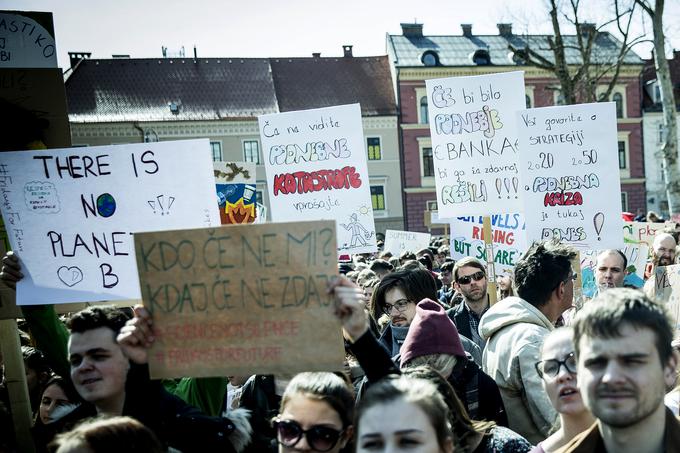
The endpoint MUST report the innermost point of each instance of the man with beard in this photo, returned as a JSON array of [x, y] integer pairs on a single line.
[[469, 279], [610, 269], [625, 364]]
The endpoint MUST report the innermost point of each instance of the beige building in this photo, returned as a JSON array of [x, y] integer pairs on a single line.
[[116, 101]]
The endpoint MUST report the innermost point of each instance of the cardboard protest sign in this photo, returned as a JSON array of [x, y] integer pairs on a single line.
[[570, 174], [636, 254], [235, 183], [509, 241], [70, 213], [401, 241], [27, 40], [241, 299], [316, 169], [474, 142], [666, 287]]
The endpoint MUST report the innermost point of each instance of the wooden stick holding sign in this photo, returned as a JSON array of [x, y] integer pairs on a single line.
[[241, 299], [490, 267]]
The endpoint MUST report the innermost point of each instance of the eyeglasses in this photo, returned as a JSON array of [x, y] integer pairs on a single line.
[[400, 305], [319, 438], [477, 276], [552, 367]]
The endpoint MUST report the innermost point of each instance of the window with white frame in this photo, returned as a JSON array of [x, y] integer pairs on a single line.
[[378, 198], [251, 151], [216, 148], [374, 149]]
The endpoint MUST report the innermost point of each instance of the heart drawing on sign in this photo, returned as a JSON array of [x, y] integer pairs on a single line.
[[70, 276]]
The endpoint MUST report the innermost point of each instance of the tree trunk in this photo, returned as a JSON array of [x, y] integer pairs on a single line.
[[671, 173]]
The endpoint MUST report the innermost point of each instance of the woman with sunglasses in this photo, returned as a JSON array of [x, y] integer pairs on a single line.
[[317, 411], [557, 369]]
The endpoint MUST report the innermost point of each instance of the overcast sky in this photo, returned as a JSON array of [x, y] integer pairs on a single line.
[[276, 28]]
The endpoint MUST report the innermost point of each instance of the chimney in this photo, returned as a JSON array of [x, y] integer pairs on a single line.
[[75, 57], [412, 30], [587, 28], [504, 29]]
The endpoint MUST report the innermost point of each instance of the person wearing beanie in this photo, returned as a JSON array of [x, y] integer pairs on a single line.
[[432, 340]]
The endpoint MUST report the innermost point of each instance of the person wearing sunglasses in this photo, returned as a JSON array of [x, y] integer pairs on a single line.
[[557, 369], [469, 280], [514, 329], [317, 411]]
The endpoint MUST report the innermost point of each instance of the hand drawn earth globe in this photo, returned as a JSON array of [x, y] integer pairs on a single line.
[[106, 205]]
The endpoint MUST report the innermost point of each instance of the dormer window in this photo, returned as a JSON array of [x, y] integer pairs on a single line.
[[430, 58], [481, 57]]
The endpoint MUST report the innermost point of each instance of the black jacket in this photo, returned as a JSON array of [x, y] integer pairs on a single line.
[[466, 377]]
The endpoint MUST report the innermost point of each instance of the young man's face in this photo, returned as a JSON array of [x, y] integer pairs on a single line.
[[621, 379], [471, 289], [98, 366]]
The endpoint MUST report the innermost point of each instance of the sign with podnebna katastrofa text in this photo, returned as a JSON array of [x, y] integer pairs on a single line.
[[241, 299], [316, 169], [570, 175], [474, 142], [70, 213]]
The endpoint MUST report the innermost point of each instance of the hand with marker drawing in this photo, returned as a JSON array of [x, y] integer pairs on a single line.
[[137, 335], [11, 270], [349, 307]]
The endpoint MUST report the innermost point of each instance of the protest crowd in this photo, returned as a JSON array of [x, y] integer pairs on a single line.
[[430, 366]]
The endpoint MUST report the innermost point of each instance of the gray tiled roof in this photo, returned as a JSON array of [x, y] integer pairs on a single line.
[[458, 50], [140, 89], [305, 83], [116, 90]]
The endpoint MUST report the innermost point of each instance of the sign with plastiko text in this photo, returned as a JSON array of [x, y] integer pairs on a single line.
[[666, 281], [70, 213], [316, 169], [474, 142], [397, 241], [27, 40], [570, 175], [241, 299], [509, 241]]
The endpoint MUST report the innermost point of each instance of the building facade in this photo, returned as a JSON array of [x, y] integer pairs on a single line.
[[117, 101], [416, 57]]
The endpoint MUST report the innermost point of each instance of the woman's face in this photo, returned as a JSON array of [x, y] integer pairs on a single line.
[[400, 310], [561, 389], [53, 398], [315, 415], [397, 426]]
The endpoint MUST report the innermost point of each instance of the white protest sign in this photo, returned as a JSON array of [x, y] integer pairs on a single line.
[[570, 174], [474, 142], [70, 213], [401, 241], [316, 170], [509, 241]]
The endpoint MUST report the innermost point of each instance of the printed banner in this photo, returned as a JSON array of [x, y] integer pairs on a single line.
[[70, 213], [316, 169], [402, 241], [474, 142], [241, 299], [235, 184], [509, 241], [570, 175]]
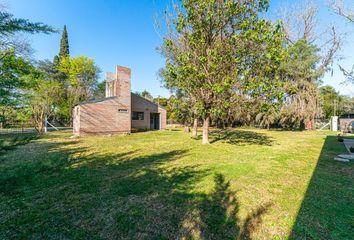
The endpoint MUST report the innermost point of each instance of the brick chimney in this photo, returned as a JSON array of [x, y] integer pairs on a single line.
[[123, 85], [119, 85]]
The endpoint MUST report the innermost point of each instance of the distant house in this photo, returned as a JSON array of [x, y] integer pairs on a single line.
[[120, 112], [345, 120]]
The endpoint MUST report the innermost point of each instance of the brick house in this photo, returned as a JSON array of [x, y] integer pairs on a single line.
[[120, 112]]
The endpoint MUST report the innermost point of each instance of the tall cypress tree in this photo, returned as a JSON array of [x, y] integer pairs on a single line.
[[64, 44]]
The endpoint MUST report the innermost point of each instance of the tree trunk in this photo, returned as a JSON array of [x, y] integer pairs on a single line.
[[206, 130], [195, 128], [313, 124]]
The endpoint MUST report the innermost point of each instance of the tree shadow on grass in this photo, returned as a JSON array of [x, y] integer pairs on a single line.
[[217, 216], [240, 137], [72, 192], [11, 141], [327, 209]]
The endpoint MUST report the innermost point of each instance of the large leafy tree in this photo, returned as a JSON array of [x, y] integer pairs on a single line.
[[12, 69], [306, 64], [212, 51], [64, 44]]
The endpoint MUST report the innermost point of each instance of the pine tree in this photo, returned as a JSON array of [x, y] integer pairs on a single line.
[[56, 60], [64, 44]]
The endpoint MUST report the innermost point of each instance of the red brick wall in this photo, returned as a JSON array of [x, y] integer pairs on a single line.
[[140, 104], [104, 118]]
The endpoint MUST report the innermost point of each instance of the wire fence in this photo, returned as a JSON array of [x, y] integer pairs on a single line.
[[32, 130]]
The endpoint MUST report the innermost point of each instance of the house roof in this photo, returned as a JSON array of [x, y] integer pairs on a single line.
[[110, 98], [147, 100]]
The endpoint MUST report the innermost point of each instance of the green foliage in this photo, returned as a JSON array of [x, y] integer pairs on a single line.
[[12, 69], [223, 49], [64, 45], [82, 75], [10, 25], [301, 79]]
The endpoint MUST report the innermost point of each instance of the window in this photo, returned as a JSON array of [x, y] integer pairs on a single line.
[[138, 116]]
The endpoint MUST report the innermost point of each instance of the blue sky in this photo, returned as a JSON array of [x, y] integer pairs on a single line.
[[122, 32]]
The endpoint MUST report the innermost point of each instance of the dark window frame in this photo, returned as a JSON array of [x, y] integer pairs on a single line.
[[138, 116]]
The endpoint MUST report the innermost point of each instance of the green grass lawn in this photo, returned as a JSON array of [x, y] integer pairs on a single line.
[[247, 184]]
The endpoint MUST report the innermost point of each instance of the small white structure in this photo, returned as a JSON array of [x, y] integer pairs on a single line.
[[334, 123]]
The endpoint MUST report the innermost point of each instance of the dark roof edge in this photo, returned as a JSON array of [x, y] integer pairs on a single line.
[[148, 100], [96, 100]]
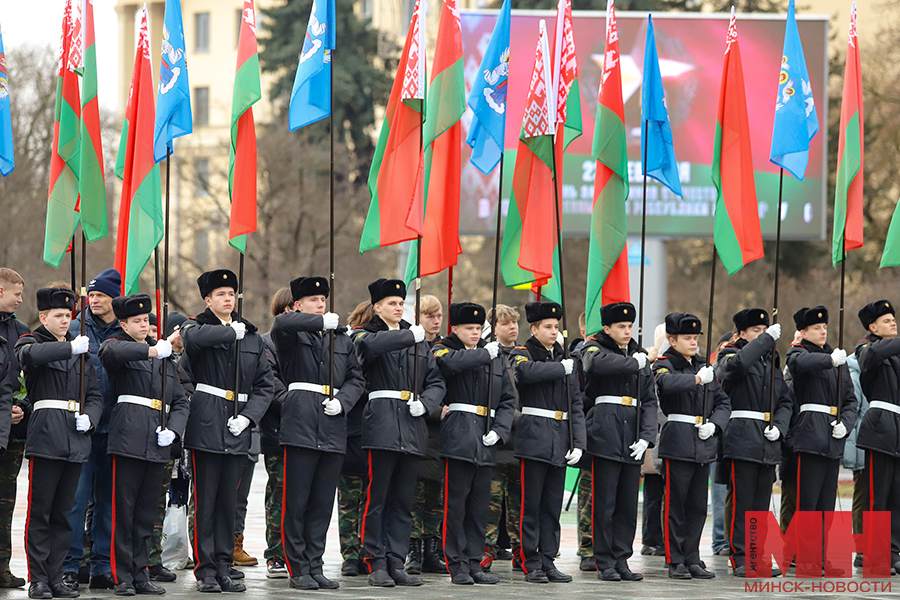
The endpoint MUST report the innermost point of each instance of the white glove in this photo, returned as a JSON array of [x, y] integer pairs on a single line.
[[705, 430], [418, 332], [236, 425], [641, 358], [164, 437], [332, 406], [638, 448], [416, 408], [573, 456], [839, 357], [163, 349], [80, 344], [240, 330], [838, 430], [82, 422], [330, 321], [490, 438]]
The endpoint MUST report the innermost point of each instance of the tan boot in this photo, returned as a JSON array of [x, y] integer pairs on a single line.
[[240, 557]]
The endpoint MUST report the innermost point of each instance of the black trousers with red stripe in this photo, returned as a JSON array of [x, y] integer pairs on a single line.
[[135, 502], [310, 482], [387, 520], [751, 483], [614, 499], [684, 510], [51, 494], [216, 478], [883, 477], [467, 497]]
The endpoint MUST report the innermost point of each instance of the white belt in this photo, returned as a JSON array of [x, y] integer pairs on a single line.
[[693, 420], [69, 405], [885, 406], [622, 400], [476, 409], [825, 408], [311, 387], [749, 414], [556, 415], [149, 403], [226, 394]]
══════════════════════════════
§ **TASK**:
Copy the records from the start up to and including the line with "[[241, 299], [490, 267]]", replacing "innermost" with "central" and keeping everything else the same. Leave the pictures out.

§ **CORRECT OUTPUT**:
The endpoint MUST report the central point of each instance of the man with beard in this photo, returned as a JSON array of [x, y] integer pairs on a single line.
[[469, 279], [610, 269], [625, 364]]
The endpoint MUST report the central point of each instance of the beige building in this photo, returned as a JSON array of [x, y] integer pairs on a single line.
[[116, 101]]
The endpoint MUST report the central point of each instance of the cardboard protest sign in this photo, returned as a JSON array of [x, y] integer pairs on a single line.
[[570, 174], [636, 254], [235, 183], [509, 241], [70, 213], [401, 241], [27, 40], [241, 299], [316, 169], [474, 142], [666, 287]]
The endpoint MUST report the central point of each instance of the wooden stick holding sign in this photo, returned as a JSON array of [x, y] integer pairs on a single line.
[[241, 299], [490, 267]]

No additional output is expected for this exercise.